Data supplied section start
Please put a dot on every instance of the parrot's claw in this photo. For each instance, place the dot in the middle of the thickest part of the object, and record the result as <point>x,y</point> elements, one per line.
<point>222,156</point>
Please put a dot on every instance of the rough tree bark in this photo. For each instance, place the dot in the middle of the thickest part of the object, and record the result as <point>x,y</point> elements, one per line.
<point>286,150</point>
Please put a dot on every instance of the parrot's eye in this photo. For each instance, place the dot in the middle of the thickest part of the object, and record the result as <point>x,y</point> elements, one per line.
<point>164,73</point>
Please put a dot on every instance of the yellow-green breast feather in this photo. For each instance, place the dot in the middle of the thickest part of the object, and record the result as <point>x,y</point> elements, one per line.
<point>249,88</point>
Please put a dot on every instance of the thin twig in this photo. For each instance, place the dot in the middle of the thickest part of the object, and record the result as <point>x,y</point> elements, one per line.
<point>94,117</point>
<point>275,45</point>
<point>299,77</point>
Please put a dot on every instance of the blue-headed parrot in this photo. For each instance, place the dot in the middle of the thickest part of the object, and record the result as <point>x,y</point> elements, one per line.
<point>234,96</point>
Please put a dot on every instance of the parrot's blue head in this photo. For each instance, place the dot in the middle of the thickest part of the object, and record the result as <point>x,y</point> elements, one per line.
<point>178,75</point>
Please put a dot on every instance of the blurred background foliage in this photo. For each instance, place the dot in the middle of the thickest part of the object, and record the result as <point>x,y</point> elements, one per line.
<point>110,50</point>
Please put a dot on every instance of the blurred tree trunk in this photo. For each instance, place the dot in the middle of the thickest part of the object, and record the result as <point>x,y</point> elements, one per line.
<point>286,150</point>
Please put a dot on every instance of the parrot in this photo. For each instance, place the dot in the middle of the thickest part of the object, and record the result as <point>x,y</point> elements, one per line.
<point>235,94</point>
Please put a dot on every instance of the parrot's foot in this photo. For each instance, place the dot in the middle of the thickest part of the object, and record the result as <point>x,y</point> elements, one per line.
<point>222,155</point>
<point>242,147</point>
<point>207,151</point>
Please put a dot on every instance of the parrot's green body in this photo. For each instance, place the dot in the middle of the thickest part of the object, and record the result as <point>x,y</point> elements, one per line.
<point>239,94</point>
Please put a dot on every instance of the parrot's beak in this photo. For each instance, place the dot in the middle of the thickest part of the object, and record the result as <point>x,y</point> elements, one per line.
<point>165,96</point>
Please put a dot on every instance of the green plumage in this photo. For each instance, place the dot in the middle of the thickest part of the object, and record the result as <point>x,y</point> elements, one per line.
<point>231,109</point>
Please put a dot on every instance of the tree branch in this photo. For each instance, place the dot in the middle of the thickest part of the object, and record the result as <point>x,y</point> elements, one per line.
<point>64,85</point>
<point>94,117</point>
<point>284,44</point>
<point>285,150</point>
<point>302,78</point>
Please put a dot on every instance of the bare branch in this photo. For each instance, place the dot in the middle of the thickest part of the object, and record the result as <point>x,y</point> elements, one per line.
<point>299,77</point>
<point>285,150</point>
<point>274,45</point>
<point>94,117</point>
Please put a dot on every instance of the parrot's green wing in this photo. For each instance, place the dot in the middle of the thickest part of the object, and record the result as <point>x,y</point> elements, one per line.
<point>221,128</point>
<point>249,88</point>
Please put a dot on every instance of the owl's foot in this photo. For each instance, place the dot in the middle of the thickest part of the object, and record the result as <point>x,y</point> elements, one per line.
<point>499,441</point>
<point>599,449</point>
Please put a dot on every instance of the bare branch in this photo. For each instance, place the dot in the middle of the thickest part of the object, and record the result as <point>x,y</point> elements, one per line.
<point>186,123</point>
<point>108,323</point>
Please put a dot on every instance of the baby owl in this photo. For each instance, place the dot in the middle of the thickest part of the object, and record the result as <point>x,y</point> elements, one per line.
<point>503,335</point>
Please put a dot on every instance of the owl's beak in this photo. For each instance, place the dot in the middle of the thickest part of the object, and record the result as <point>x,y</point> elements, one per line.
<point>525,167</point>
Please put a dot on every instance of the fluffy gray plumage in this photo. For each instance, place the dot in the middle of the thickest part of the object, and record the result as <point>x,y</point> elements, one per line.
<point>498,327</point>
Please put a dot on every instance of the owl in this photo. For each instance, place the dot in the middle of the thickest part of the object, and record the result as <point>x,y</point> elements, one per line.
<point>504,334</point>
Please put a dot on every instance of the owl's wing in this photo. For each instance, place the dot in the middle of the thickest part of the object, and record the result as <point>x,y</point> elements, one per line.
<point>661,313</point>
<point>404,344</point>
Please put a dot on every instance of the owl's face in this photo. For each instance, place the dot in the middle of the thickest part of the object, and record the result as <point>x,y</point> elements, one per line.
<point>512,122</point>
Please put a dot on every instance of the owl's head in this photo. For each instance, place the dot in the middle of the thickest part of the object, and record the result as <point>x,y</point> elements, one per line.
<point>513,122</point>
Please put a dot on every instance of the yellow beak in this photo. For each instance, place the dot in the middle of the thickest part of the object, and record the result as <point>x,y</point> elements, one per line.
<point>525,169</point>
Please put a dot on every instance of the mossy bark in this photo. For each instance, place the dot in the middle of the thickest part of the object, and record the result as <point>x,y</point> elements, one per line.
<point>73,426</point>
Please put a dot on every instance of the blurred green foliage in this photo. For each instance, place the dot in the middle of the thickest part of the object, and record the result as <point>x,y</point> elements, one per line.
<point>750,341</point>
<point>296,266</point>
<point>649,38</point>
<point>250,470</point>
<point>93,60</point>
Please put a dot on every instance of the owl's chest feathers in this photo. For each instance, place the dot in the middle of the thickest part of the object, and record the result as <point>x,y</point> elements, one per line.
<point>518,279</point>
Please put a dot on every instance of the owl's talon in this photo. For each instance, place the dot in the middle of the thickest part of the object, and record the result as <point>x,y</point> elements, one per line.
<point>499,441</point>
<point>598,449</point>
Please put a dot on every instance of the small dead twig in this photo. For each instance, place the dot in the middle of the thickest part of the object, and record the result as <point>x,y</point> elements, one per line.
Data supplied section end
**Directions for this task**
Nothing in the records may be dropped; reproduce them exactly.

**Response to the task**
Please put a dot on every instance of the parrot's claw in this photo. For each instance, place the dot in the middle of the thickest part of the object, and record the result as <point>x,y</point> elements, one per line.
<point>222,156</point>
Please put a dot on every instance of the rough tree bark in this photo. For each instance, place the dot in the middle of the thickest part of the object, and record the result as <point>x,y</point> elements, one per line.
<point>286,150</point>
Please put a dot on every instance of the parrot's eye in this photo. For each instance, place the dot in the middle of the thickest part of the object, and record the result as <point>x,y</point> elements, one per line.
<point>164,73</point>
Please put a dot on every instance of the yellow-green breast feather in this photo. For each instance, place the dot in the middle of the thickest part of the object, and record the result as <point>x,y</point> elements, one per line.
<point>249,88</point>
Please put a dot on every instance of the thin twig in this photo. For each instance, place the dot in the middle of the thickest part of the object, and record the result as <point>x,y</point> elements, one per line.
<point>94,117</point>
<point>275,45</point>
<point>299,77</point>
Please put a dot on every instance of the blue-headed parrot in this photo. For each instance, place the dot in the middle of the thickest part of the object, and record the result as <point>x,y</point> elements, one per line.
<point>234,96</point>
Please put a dot on every instance of the parrot's blue head in this photo. For each instance, place the dot in the middle of the thickest part of the object, and record the result as <point>x,y</point> elements, one per line.
<point>178,75</point>
Please put a dot on every instance of the blurred background foliage in this photo. For each instance, place the dot in the middle of the thickest part of the object, and record the result as <point>x,y</point> elements, one per line.
<point>110,50</point>
Please put a dot on every instance of the blurred tree trunk in this photo. For each instance, place the dot in the middle of the thickest part of the object, and record the result as <point>x,y</point> elements, one per line.
<point>286,150</point>
Please put a dot on every instance of the parrot in this photo. For each instance, place the dot in the middle of the thickest part of the object, and record the result as <point>x,y</point> elements, one per line.
<point>235,94</point>
Please put a dot on every instance of the parrot's foot in this photo. For each instance, place the dot in the middle of the thickest part of the object, and record the result as <point>x,y</point> elements, one per line.
<point>222,155</point>
<point>242,147</point>
<point>207,151</point>
Please put a dot on every instance of the parrot's green body in this photo. For each instance, place the dot in the middle of the thickest part of the object, and record the result as <point>x,y</point> elements, one per line.
<point>239,94</point>
Please put a dot on every instance of the parrot's beak in this photo. For each instance, place the dot in the middle of the thickest part of the object, and record the result as <point>x,y</point> elements, one per line.
<point>165,96</point>
Please put a dot on every instance of the green plumage in this photo. For each instance, place the dot in the middle of the thickest part of the object, and record the result as <point>x,y</point> elements, one per line.
<point>231,109</point>
Please put a dot on every instance of the tree branch in this photo. For each instance, place the dot in the middle of the thickest part of the object, and record the result as <point>x,y</point> elements, one per line.
<point>64,85</point>
<point>94,117</point>
<point>284,44</point>
<point>285,150</point>
<point>302,78</point>
Please put a dot on every instance of the bare branch in this photo. For each instance, place the dot in the middle of the thickest part of the object, and record the result as <point>x,y</point> elements, one per line.
<point>299,77</point>
<point>285,150</point>
<point>274,45</point>
<point>94,117</point>
Please put a dot on every instance of the parrot's green wing in this photo. For each instance, place the dot in the middle of the thickest part of the object, and record the result as <point>x,y</point> elements, one per line.
<point>221,128</point>
<point>249,88</point>
Please put a dot on every instance of the owl's foot in this photo. For each instance, place the dot in the middle of the thickest part of the object, and record the result as <point>x,y</point> elements, one per line.
<point>499,441</point>
<point>599,449</point>
Please put a dot on every instance of the bare branch in this photo. For each instance, place the dot in the middle of the thickest part of the object, and record the result as <point>x,y</point> elements, one per line.
<point>186,123</point>
<point>108,323</point>
Please put a dot on every instance of the baby owl in this photo. For each instance, place the dot in the middle of the thickest part of the object, and record the result as <point>x,y</point> elements, one per line.
<point>503,335</point>
Please put a dot on every instance of the owl's beak in this photo. For each instance, place the dot in the middle of the thickest part of the object, and record the result as <point>x,y</point> elements, one per line.
<point>525,167</point>
Please put a dot on every instance of the fluffy gray plumage in this photo. For each instance, place the dot in the middle of the thickest part of the object, and record the result as <point>x,y</point> elements, one per line.
<point>498,327</point>
Please put a dot on every instance of the owl in this photo. For each instance, place the dot in the middle of the thickest part of the object, and record the result as <point>x,y</point> elements, one per line.
<point>504,334</point>
Please put a dot on every instance of the owl's wing in this photo. For each instance, place the dot in the middle of the thickest part of the object, and record the result as <point>x,y</point> elements, one per line.
<point>661,313</point>
<point>404,344</point>
Please put a dot on every instance of the owl's face in this photo. For each instance, place the dot in the middle of the thickest part of the object, and record the result as <point>x,y</point> elements, one per line.
<point>512,122</point>
Please put a dot on every instance of the owl's head in this photo. For each instance, place the dot in the middle of the thickest part of the object, and record the result as <point>x,y</point> elements, one per line.
<point>513,122</point>
Please put a dot on every instance of the yellow beak in this photo. For each instance, place the dot in the middle of the thickest part of the object, and record the result as <point>x,y</point> elements, one per line.
<point>525,169</point>
Please put a dot on every instance of the mossy bark in this photo. For each instance, place the dot in the middle of the thickest part of the object, and record the result as <point>x,y</point> elements, one per line.
<point>73,426</point>
Please put a dot on every instance of the blurred green foliage in this photo. For each instance, place the dot in the middle of the thickest part of the object, and record the result as <point>x,y</point> elements, one per line.
<point>750,341</point>
<point>296,266</point>
<point>649,38</point>
<point>250,470</point>
<point>93,60</point>
Please put a dot on every instance of the owl's chest feathers in this photo. For each instance, place the dot in the middle of the thickest part of the object, and record the result as <point>x,y</point> elements, one per line.
<point>518,279</point>
Please put a dot on every instance of the owl's talon in this photo. For each instance, place the dot in the middle of the thickest part of the object, and record the result as <point>x,y</point> elements, one per line.
<point>499,441</point>
<point>598,449</point>
Please put a dot on every instance of the small dead twig in this photo. For each instance, place the dot in the middle of the thickest part of the object, and record the result as <point>x,y</point> elements, one per line.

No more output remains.